§ Document section
━━━━━━

Alternatives Considered

  1. WebSocket Streaming: More complex, requires persistent connections
  2. Server-Sent Events (SSE): Good for real-time but adds complexity
  3. Simple Polling: Current proposal - simplest, good enough for this use case

Dependencies

  • None (self-contained enhancement)

Related Issues

  • Resolves lack of visibility during model download
  • Complements /health endpoint (which only shows binary available/unavailable)

Artifact Storage for Debugging and Audit

Objective

Store request artifacts (images, extracted text, validation results) in S3 for:

  • Debugging failed validations
  • Reproducing issues
  • Training data collection
  • Compliance/audit trail
  • Performance analysis and optimization

Use Cases

  1. Debugging: When a validation fails unexpectedly, retrieve the original image and validation results
  2. Compliance: Maintain audit trail of all label verifications for regulatory purposes
  3. Training: Collect real-world examples to improve OCR and validation accuracy
  4. Analytics: Analyze patterns in validation failures to identify common issues

Implementation Overview

New Infrastructure Components

S3 Bucket:

resource "aws_s3_bucket" "artifacts" {
  bucket = "ttb-verifier-artifacts-{account-id}"

━━━━━━

§ Dataset rows
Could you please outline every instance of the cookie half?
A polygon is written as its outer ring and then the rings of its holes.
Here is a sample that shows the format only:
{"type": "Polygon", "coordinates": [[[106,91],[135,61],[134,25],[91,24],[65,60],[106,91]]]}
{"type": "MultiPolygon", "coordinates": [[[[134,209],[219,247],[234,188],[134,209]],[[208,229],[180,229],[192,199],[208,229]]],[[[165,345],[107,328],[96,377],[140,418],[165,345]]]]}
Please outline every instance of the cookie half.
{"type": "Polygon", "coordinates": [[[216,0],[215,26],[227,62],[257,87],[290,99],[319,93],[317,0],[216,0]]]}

━━━━━━

§ Written tasks
[1] According to the design document, what does the /health endpoint show?
[2] Translate this sentence from the design document into Spanish: "Maintain audit trail of all label verifications for regulatory purposes."
[3] List every purpose the design document gives for storing request artifacts in S3.

§ Results in order
[1] Only a binary available/unavailable status.

[2] Mantener un registro de auditoría de todas las verificaciones de etiquetas con fines regulatorios.

[3]
- Debugging failed validations
- Reproducing issues
- Training data collection
- Compliance/audit trail
- Performance analysis and optimization